▶

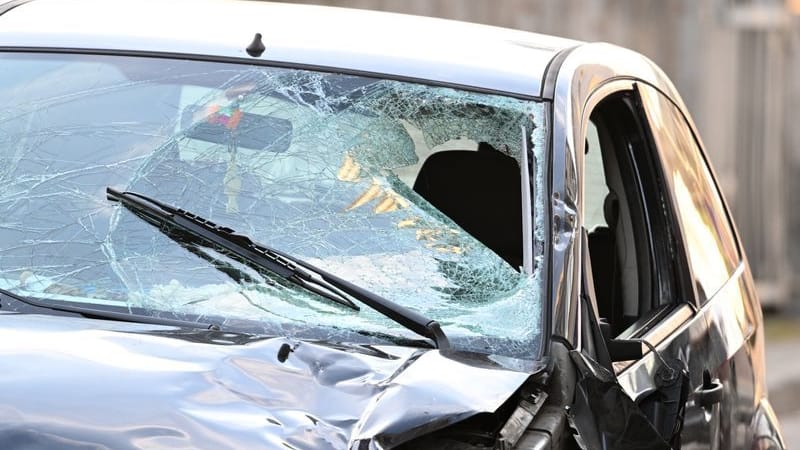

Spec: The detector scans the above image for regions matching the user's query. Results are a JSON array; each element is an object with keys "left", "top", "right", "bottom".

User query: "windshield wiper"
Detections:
[
  {"left": 106, "top": 187, "right": 450, "bottom": 349},
  {"left": 0, "top": 288, "right": 220, "bottom": 331}
]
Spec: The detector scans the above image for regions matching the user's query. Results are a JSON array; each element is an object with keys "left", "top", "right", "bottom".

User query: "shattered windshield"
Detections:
[{"left": 0, "top": 53, "right": 544, "bottom": 358}]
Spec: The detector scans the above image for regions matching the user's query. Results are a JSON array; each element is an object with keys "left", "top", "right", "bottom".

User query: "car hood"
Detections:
[{"left": 0, "top": 314, "right": 530, "bottom": 449}]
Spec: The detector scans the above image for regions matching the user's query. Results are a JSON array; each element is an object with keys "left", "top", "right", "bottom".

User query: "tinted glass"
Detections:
[{"left": 641, "top": 88, "right": 739, "bottom": 300}]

◀

== WHAT TO DO ==
Pick out every line in the entries above that contains the word "windshield" and copy each one.

== SOLUTION TO THE EXERCISE ==
User query: "windshield wiper"
User query: "shattered windshield"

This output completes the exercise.